Sunday, March 11, 2012

Biryani Bummer

Biryani is my second most beloved dish at Indian restaurants, so I was hell-bent on cooking it myself before my month with Indian Cooking was through. Jaffrey says that Lamb and Rice Casserole (Mughlai Lamb Biryani) (pg 204) is usually served at feasts, but I figured it being Saturday was a good enough excuse. It had to be on a Saturday, because it took allllll daaaaay looooong to make. I won't give you the blow by blow. Just know that it is a lengthy process. Not exceptionally labor intensive, but involving periodic measuring, seasoning, and browning, then leaving things to soak or simmer or bake for 1-3 hours, depending upon the step.
The eggs didn't jive with the rest of the flavors, in my opinion.

**AIM OF THE EXERCISE**: Carry on the biryani blog post, picking up right after its final sentence about the eggs. The entries that come after this text aren't needed.

**Stored data**:
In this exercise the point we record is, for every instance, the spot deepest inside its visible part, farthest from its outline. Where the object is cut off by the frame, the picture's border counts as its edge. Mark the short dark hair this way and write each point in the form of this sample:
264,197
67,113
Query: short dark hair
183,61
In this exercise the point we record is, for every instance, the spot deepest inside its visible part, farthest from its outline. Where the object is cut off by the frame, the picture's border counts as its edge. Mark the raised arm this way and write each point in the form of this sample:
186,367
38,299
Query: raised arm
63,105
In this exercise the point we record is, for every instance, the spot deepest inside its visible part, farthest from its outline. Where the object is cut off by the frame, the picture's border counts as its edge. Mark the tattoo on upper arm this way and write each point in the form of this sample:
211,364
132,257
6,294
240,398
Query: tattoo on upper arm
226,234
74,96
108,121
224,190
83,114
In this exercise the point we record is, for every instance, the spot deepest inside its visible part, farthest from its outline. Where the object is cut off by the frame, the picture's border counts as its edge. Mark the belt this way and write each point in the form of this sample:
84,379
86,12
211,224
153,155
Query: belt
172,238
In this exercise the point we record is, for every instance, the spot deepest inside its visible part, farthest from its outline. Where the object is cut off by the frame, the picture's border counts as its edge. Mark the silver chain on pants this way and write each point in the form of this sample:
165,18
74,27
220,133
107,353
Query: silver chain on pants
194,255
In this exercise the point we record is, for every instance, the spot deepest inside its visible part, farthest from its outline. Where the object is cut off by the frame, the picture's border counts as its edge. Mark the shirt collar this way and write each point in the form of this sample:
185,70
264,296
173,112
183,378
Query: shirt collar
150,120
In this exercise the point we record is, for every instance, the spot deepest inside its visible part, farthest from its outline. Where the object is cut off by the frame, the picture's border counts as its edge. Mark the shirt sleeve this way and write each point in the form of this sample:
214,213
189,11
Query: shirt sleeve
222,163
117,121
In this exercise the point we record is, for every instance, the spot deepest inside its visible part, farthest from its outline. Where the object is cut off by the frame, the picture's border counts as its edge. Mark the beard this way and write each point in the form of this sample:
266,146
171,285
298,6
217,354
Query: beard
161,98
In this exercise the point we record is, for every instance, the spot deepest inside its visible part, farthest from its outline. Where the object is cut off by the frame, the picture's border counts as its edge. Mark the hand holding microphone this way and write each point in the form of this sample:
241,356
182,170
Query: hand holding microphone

**WRITTEN ANSWER**:
I'm certain that this did not come out as it was meant to. The rice was mushy. It's not supposed to be. I'm not sure what went wrong. I followed the nerve-wrackingly precise instructions to a T (soak for 3 hours, drain, rinse, boil rapidly for exactly six minutes, then quickly pile the rice on top of the lamb, drizzle a saffron/milk mixture and browned onions over the top, cover, and bake for an hour.) Maybe I wasn't quick enough. All I know is that the rice was fully cooked after it's 6 minutes of boiling, and baking it for an hour after that turned it into pudding. Jaffrey said to use long grain rice. I interpreted that as normal white long grain rice. I'm wondering if I was meant to use some heartier type that takes longer to cook?

If this dish came together in an hour, I may not have minded the result. This took four hours. For that type of time commitment, I expect it to work. The flavors were delicious, but the consistency of that rice really ruined things for me.

Conclusion: Just okay. I won't make this again. Biryani is restaurant food, not home food.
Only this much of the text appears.